Set exercise
Write out, unchanged, the lines from the one holding "the green football" to the close of the listing. Both the first and last lines belong in it.

— BEGIN Items —

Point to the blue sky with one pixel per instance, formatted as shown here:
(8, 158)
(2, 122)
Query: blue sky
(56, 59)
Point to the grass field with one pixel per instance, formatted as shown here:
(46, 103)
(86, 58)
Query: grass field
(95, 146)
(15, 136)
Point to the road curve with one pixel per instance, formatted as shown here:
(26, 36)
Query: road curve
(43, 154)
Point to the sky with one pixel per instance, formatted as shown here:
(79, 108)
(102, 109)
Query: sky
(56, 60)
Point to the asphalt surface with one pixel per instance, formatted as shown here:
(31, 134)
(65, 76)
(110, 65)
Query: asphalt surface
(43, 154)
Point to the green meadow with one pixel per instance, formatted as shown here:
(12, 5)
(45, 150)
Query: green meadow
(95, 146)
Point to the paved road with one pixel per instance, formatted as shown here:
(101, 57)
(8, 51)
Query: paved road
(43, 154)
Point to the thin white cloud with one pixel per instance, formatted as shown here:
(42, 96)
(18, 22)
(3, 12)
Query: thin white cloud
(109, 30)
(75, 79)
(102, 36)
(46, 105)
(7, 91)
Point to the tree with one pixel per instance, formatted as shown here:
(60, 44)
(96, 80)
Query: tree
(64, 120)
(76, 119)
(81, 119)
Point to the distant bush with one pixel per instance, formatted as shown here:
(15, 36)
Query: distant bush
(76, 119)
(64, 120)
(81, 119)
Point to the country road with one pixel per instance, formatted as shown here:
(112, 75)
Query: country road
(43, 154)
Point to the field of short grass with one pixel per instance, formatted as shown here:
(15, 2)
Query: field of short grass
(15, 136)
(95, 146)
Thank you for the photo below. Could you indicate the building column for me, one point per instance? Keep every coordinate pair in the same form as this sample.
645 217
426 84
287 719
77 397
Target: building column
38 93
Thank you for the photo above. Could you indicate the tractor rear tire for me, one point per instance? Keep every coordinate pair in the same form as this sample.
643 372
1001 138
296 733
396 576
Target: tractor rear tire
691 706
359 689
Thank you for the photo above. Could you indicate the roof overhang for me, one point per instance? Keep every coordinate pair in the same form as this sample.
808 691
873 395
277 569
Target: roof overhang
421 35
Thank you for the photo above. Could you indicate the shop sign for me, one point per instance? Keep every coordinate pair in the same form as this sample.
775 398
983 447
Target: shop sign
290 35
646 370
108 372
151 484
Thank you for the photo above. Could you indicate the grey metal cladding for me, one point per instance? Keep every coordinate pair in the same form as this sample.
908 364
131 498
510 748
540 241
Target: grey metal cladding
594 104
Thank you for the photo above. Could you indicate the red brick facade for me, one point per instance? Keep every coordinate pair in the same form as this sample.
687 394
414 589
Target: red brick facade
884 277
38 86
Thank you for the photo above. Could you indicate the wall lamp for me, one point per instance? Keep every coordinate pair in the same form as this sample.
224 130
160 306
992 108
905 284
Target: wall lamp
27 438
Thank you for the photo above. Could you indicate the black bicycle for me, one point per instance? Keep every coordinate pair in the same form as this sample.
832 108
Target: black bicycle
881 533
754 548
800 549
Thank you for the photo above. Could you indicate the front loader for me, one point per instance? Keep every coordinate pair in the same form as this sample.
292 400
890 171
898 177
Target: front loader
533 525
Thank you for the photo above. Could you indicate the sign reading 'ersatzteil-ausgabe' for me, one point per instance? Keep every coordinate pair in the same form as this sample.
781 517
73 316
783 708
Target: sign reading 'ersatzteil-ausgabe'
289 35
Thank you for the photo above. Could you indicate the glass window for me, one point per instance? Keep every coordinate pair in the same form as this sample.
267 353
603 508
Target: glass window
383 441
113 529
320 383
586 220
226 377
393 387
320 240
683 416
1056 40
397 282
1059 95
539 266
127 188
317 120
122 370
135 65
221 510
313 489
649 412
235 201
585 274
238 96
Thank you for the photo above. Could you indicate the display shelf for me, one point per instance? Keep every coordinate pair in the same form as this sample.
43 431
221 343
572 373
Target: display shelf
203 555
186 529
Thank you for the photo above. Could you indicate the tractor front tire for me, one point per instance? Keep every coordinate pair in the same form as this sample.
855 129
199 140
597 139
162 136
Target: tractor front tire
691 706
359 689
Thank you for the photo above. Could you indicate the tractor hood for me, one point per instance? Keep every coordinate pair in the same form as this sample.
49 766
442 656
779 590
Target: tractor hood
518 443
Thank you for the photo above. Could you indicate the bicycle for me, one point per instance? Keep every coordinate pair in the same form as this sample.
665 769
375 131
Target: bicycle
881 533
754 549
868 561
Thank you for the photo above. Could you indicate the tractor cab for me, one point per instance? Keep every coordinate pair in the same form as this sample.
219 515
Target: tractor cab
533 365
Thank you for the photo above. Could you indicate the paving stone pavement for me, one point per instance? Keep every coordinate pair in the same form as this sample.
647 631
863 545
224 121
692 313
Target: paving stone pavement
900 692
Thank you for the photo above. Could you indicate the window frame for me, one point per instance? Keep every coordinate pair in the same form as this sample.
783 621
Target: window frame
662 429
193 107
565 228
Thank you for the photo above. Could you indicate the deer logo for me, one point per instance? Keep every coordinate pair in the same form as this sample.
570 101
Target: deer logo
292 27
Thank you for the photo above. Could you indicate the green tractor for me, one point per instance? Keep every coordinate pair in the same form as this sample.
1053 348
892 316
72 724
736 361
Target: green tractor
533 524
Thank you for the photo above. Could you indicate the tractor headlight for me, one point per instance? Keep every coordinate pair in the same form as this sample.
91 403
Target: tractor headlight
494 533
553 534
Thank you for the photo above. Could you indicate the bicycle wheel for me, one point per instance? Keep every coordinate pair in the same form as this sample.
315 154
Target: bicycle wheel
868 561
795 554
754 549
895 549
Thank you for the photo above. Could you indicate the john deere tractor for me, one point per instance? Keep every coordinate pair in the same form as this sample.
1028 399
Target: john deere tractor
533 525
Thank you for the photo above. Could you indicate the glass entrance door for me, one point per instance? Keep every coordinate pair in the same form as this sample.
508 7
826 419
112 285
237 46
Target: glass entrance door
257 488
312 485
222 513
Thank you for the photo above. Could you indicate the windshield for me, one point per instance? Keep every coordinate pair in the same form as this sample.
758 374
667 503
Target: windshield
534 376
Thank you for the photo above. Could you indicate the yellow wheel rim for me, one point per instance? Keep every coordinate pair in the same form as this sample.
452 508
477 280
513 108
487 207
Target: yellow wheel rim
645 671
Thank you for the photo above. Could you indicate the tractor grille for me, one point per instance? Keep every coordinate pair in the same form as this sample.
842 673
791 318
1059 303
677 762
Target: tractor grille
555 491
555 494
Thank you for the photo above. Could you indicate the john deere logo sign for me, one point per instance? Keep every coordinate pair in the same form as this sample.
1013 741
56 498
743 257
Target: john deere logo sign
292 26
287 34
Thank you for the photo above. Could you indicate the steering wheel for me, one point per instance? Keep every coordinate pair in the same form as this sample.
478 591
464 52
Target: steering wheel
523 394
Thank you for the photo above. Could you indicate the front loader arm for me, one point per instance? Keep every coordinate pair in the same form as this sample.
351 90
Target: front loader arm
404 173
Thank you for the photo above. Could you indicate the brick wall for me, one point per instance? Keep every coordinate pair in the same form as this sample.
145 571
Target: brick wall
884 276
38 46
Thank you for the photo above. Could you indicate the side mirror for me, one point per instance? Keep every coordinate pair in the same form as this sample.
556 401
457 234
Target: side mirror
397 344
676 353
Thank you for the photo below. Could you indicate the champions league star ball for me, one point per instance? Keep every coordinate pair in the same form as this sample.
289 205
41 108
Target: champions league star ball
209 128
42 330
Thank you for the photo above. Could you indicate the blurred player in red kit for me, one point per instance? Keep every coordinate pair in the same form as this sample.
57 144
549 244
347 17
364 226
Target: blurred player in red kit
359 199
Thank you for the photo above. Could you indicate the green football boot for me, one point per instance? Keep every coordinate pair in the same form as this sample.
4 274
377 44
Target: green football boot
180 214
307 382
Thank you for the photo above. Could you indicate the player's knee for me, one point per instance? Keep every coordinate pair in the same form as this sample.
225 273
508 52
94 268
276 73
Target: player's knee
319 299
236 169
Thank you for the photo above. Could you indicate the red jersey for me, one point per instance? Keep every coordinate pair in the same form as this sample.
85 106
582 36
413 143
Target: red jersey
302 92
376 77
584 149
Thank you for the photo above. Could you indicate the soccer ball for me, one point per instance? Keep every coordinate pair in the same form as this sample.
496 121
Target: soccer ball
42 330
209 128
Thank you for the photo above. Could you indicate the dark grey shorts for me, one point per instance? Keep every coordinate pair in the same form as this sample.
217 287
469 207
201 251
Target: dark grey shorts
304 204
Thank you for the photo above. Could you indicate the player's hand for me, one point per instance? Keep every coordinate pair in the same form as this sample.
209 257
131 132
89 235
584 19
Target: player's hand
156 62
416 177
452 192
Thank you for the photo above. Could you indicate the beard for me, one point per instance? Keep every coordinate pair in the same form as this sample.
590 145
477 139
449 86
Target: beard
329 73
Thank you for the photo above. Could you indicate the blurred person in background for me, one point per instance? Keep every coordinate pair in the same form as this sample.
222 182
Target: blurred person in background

— END Items —

Reply
Thank you for the photo above. Could you indicate the green football boot for me, one point per instance? Keep every coordinate pair in the same form as this sample.
4 274
377 44
Target: green football boot
180 214
307 382
Thank you for the photo above. Could you indicate the player's knee for me, one point per instance? Keep every coordinate pair in the same form as this sample.
225 273
508 52
94 268
276 73
Target: player's knee
319 299
236 169
Thank you for the photo above. Could you indicate the red jersey for me, one point per instance? Keep every coordinate pair in the same form as this sample.
85 106
582 36
413 143
Target: red jersey
302 92
376 77
584 149
Thank you for the photo above. Could you indicate the soccer ball for me, one point per instance? Keep every coordinate pair in the same form as this sample.
496 121
Target: soccer ball
42 330
209 128
Thank you for the photo above. Could you indicate the dark grey shorts for me, one point per instance? Keep every coordinate pair in the same form as this sample.
217 287
469 207
201 251
Target: dark grey shorts
304 204
Thank you for the photo above. Could you indicate the player's hand for me, one point per instance? Keep every coordinate pair in the same form as this sample.
209 257
131 132
89 235
584 19
Target: player's hand
156 62
416 177
452 192
Thank you for the photo above. Could you indicate the beard for me, one point per instance? Keep every coordinate pair in the same form as this sample.
590 145
477 139
449 86
Target: beard
329 73
Thank you for the photo above. Could you indicate the blurred person in background for me, one point per instance? Keep every coordinate pair in the same form as this sample.
222 182
Target: blurred person in background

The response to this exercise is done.